Natural language region descriptions:

------------------------------------------------------------

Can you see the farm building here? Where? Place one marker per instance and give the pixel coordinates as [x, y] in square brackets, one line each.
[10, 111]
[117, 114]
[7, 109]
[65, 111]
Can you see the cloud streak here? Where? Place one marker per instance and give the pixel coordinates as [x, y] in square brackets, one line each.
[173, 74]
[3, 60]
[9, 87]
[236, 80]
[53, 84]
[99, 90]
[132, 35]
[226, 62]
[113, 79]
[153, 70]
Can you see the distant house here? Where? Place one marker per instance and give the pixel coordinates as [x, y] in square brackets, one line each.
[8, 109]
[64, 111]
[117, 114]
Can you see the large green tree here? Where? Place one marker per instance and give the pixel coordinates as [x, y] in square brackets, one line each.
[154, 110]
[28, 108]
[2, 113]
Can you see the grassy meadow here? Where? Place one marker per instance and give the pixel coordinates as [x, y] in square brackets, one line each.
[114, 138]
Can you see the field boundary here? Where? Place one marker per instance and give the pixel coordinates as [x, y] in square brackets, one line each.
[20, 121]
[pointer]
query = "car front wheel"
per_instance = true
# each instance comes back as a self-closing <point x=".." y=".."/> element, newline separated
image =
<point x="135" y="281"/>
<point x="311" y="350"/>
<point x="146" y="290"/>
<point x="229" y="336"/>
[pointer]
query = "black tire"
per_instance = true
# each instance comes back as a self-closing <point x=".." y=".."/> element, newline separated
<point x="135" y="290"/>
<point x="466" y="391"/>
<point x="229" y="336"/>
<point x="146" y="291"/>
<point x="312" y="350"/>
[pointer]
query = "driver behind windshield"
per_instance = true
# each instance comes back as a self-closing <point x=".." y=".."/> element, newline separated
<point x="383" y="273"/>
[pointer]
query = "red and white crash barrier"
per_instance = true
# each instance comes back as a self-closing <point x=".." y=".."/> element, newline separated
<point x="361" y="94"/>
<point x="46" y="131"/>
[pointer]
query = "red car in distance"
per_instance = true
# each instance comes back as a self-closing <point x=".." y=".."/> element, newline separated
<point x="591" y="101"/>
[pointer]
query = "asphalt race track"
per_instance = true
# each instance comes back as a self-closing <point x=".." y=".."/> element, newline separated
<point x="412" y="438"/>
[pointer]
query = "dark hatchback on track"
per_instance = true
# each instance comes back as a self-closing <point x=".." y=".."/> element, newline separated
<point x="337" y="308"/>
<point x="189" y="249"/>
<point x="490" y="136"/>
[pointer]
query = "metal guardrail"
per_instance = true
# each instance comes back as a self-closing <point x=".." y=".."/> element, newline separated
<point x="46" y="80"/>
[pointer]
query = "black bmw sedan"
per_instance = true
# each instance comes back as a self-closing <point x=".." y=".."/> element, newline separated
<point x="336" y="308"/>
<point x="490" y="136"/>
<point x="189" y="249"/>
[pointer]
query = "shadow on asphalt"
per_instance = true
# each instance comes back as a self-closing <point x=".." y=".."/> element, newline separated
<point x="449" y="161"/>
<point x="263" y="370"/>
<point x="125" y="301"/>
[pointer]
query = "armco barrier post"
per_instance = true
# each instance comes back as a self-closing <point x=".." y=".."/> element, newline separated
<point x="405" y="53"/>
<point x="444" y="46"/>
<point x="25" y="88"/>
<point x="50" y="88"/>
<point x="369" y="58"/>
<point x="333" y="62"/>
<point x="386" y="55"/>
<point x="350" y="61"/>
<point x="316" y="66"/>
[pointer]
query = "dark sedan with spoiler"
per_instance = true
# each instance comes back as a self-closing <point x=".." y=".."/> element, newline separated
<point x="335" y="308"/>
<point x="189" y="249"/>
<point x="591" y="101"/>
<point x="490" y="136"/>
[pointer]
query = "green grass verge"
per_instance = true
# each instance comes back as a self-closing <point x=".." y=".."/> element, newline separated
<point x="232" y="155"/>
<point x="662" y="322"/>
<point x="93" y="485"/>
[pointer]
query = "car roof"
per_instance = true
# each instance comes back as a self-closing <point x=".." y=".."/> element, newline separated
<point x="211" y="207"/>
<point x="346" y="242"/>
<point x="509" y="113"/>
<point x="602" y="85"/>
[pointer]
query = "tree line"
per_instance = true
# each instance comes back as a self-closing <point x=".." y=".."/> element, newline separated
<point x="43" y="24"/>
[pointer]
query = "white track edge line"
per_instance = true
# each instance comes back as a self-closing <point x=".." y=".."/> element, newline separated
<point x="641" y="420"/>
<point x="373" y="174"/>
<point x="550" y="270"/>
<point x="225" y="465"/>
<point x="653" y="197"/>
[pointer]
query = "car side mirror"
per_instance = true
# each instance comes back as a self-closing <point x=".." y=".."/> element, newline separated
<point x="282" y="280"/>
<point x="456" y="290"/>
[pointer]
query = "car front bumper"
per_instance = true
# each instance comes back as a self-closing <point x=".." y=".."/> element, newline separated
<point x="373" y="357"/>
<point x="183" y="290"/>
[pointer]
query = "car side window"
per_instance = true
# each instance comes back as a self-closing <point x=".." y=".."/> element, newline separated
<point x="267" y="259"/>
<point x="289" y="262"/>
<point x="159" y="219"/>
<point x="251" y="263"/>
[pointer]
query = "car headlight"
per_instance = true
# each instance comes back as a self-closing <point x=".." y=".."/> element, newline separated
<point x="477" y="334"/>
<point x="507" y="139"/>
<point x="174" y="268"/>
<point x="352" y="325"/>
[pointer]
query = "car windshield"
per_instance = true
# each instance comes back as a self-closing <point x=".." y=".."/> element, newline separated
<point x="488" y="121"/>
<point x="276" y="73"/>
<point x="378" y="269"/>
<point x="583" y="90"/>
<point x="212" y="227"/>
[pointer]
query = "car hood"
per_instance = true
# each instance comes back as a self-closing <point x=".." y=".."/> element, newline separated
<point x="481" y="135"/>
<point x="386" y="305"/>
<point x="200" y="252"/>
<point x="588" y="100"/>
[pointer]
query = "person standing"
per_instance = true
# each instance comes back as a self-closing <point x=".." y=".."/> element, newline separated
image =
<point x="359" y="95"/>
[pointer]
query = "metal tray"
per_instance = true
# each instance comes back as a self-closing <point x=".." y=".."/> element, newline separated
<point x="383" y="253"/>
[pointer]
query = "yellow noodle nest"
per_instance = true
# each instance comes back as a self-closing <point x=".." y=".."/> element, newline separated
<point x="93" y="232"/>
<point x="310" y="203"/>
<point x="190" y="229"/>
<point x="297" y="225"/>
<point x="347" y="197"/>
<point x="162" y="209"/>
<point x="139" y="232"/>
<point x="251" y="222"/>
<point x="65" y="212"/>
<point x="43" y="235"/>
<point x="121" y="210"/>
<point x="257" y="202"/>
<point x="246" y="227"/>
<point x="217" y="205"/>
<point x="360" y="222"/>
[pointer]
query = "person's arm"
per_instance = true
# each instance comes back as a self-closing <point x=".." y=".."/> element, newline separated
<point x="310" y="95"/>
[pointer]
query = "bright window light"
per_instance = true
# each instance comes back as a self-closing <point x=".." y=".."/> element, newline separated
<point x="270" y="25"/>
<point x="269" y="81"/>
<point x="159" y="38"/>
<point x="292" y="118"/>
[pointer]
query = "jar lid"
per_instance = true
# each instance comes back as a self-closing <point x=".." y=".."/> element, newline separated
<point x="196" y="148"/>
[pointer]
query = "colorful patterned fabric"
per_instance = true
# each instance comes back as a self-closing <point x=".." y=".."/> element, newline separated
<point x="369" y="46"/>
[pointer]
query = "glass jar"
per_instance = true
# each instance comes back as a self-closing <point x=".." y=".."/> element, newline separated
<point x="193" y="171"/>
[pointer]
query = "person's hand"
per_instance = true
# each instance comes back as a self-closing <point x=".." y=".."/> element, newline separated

------------------------------------------------------------

Directions for this task:
The lines to copy are those in the records above containing the word "white".

Written answer:
query = "red and white crash barrier"
query = "white track edge line"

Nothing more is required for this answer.